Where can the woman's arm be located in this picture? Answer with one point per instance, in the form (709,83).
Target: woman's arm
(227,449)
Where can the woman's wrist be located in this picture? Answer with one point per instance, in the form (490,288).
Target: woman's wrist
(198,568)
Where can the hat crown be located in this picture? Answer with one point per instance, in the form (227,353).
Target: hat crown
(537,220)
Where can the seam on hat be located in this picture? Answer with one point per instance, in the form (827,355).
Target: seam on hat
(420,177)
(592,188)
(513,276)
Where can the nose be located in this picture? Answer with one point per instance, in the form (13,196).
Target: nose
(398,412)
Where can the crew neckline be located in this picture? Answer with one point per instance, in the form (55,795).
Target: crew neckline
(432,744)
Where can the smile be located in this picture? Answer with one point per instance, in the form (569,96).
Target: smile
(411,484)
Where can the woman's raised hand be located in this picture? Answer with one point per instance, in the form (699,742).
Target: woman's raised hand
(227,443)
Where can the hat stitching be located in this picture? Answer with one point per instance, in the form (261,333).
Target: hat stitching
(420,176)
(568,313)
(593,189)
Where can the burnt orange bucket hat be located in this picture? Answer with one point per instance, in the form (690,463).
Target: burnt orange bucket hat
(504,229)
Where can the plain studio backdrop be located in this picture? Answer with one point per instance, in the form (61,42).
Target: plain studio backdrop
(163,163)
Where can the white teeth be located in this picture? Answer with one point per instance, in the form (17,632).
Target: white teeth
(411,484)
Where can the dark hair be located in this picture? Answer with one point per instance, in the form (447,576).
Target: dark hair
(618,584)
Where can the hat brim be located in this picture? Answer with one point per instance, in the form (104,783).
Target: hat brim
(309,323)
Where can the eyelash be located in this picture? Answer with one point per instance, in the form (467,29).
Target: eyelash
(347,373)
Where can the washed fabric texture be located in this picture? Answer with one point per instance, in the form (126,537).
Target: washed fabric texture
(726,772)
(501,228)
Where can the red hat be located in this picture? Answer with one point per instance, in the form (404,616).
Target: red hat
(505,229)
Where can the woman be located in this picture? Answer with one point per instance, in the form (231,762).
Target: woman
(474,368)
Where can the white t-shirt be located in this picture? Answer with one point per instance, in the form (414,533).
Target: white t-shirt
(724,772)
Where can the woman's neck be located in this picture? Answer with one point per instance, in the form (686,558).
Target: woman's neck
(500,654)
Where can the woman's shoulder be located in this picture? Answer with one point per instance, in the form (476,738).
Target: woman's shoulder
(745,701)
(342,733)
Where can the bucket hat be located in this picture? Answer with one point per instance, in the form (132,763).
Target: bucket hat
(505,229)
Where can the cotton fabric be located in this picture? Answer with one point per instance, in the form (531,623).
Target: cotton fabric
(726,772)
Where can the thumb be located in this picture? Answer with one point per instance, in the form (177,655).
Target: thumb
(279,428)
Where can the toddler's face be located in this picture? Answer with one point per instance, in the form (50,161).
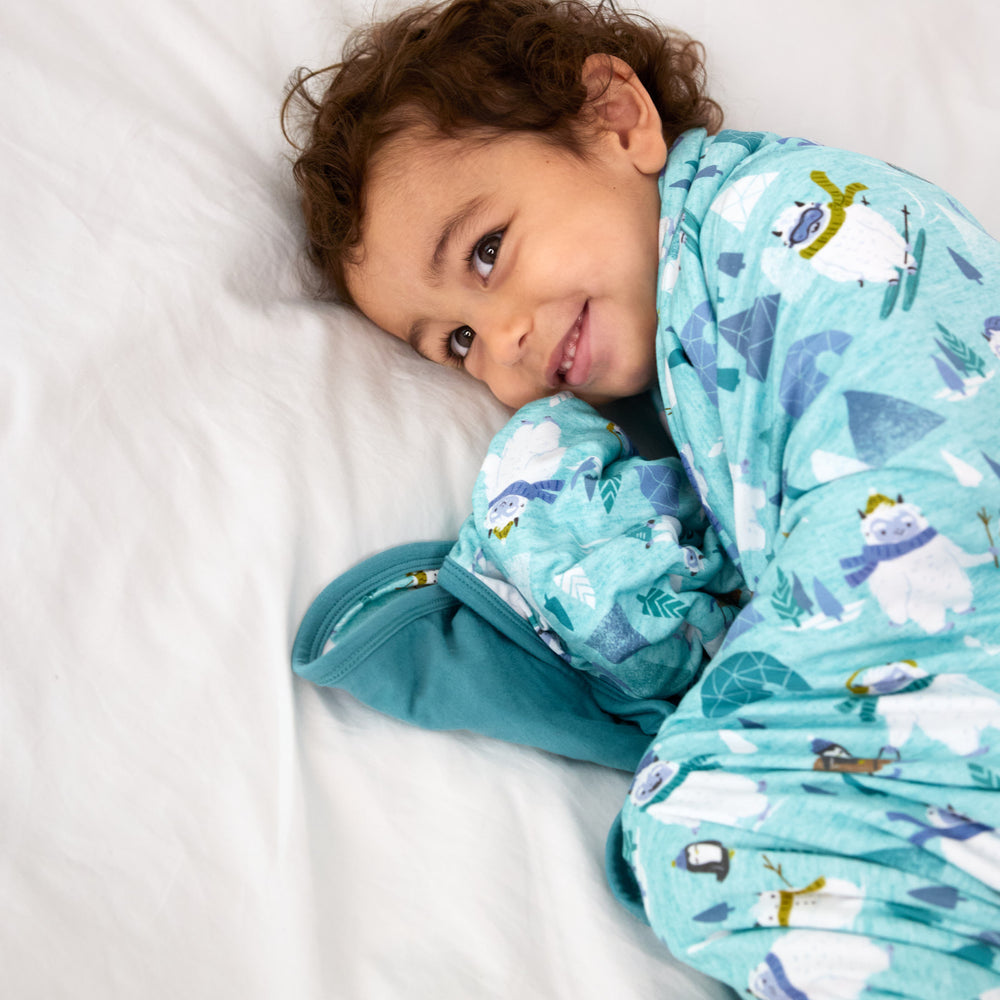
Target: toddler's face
(531,268)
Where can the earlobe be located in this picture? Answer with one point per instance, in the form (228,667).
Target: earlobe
(618,103)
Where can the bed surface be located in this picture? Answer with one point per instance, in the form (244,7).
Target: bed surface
(192,449)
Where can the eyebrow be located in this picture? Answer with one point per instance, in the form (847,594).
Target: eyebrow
(452,225)
(417,333)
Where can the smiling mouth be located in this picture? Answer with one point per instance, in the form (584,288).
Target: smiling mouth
(569,345)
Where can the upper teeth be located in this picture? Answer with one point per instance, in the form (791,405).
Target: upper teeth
(570,351)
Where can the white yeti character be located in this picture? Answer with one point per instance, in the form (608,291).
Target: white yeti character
(817,965)
(830,903)
(710,796)
(844,240)
(523,472)
(950,708)
(991,332)
(914,573)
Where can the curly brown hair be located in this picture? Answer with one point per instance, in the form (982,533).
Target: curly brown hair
(482,67)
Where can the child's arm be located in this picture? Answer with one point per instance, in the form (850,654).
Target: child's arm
(609,556)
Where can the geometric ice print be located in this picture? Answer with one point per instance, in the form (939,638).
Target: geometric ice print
(882,426)
(801,380)
(614,638)
(700,350)
(743,679)
(751,332)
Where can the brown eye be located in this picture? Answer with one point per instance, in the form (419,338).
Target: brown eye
(460,341)
(485,254)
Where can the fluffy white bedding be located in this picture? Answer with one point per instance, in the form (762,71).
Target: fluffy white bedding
(191,449)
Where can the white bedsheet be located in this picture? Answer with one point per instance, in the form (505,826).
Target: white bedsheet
(191,449)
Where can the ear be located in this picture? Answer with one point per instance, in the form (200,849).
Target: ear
(618,104)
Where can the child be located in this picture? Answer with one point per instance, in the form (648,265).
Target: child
(538,193)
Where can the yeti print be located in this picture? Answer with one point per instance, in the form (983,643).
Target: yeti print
(966,843)
(827,903)
(913,572)
(843,239)
(991,333)
(817,965)
(522,473)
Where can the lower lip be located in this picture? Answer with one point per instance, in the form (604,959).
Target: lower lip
(580,368)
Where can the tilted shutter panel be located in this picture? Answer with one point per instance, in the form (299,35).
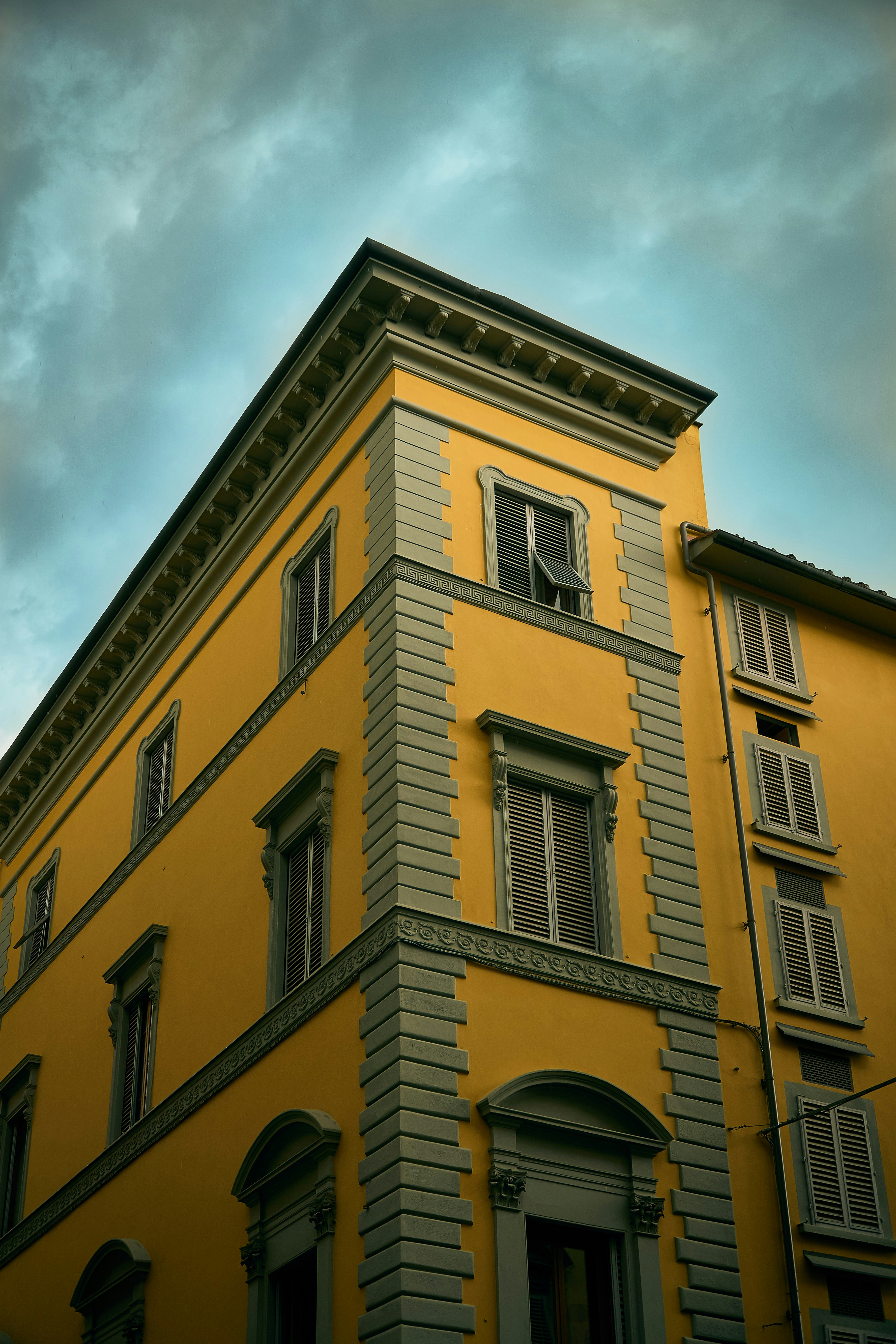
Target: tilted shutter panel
(753,642)
(512,540)
(159,779)
(530,900)
(573,877)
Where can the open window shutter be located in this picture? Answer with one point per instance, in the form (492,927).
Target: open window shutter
(859,1172)
(512,540)
(530,900)
(572,870)
(823,935)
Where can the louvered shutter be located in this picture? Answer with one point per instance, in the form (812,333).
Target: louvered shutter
(159,779)
(512,540)
(530,898)
(573,877)
(41,906)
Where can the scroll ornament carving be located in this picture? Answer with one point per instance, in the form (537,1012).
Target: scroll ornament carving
(252,1257)
(647,1211)
(507,1186)
(499,779)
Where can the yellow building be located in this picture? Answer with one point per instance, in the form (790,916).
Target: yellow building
(351,920)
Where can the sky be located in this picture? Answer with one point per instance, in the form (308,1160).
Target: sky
(706,183)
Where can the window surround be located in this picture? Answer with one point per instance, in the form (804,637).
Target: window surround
(304,804)
(801,690)
(550,1162)
(111,1292)
(144,750)
(555,760)
(288,609)
(578,514)
(848,1019)
(135,973)
(25,943)
(821,1096)
(755,796)
(17,1099)
(293,1154)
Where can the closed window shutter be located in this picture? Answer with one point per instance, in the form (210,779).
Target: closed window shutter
(512,540)
(551,871)
(42,906)
(159,779)
(765,642)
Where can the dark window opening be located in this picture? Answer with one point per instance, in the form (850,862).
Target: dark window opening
(576,1295)
(15,1166)
(135,1101)
(777,729)
(828,1070)
(794,886)
(851,1295)
(296,1302)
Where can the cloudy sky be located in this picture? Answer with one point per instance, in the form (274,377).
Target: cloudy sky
(707,183)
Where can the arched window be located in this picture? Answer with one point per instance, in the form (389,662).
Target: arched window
(576,1211)
(287,1182)
(111,1293)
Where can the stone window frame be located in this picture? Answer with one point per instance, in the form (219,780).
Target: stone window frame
(119,1268)
(18,1093)
(291,1232)
(813,1092)
(135,973)
(799,693)
(772,900)
(602,1200)
(825,845)
(303,804)
(289,589)
(555,760)
(144,750)
(569,505)
(25,943)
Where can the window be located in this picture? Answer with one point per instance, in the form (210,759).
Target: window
(764,640)
(39,900)
(829,1070)
(297,873)
(786,792)
(308,584)
(537,543)
(576,1292)
(287,1182)
(134,1018)
(554,822)
(155,775)
(17,1109)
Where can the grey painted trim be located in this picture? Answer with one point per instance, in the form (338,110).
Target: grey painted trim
(288,587)
(729,593)
(26,943)
(801,861)
(510,953)
(824,1041)
(569,505)
(138,827)
(851,1018)
(751,741)
(793,1092)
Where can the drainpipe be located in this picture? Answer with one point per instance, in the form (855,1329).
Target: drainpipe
(774,1136)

────────

▶ [Required work]: Using the data above, transcribe exactly the lines between those containing "Where can the red" and "Where can the white yeti", inclusive, and leave every picture behind.

▶ [Answer for this exercise]:
Where can the red hat be located in this picture? Answer with one point per instance, in the form (404,616).
Target: red hat
(505,229)
Where can the woman be located in this picture? Answer with one point per instance, in the form (231,762).
Target: woman
(474,368)
Where can the white t-shirt be located in this picture? Answer with one point per instance, in the form (414,533).
Target: white t-shirt
(724,772)
Where can the woman's neck be located in this picture? Answer with one point per instance, in the form (686,558).
Target: woman's neck
(500,654)
Where can the woman's shoulder be located in this picture? Answer with one point per instance, in the form (476,738).
Target: woman's shoulder
(745,701)
(342,733)
Where can the bucket hat be located in this picture? Answer with one point per instance, in the form (132,763).
Target: bucket hat
(505,229)
Where can the cotton fabric be located in this picture? Answer with one point per instance, in the form (531,623).
Target: cotton fabric
(726,772)
Where can the thumb be located in this picture? Answer with one point per instance, in the form (177,655).
Target: thumb
(279,428)
Where can the toddler's face be located in this picture? Answer with one point per instance, in the form (50,161).
Target: toddler's face
(531,268)
Where can the earlobe be located in this picture? Answer with one point per instance, in the form (228,667).
Target: earlobe
(618,103)
Where can the bed surface be located in this picture? Answer with one point per instance, in the form (244,7).
Target: bed surface
(192,449)
Where can the eyebrow be located in this picture? Answer with one point per instance, in the form (847,594).
Target: eyebrow
(452,225)
(417,333)
Where can the smiling mouth be located in this picture? Answer with one point per instance, in the form (584,288).
Target: smiling mouth
(569,345)
Where can the upper teeth be located in this picture? Answer with one point per instance, in the form (791,405).
Target: upper teeth
(570,351)
Where can the white yeti character be located in this picture? Answer with one point per instance, in the form (608,291).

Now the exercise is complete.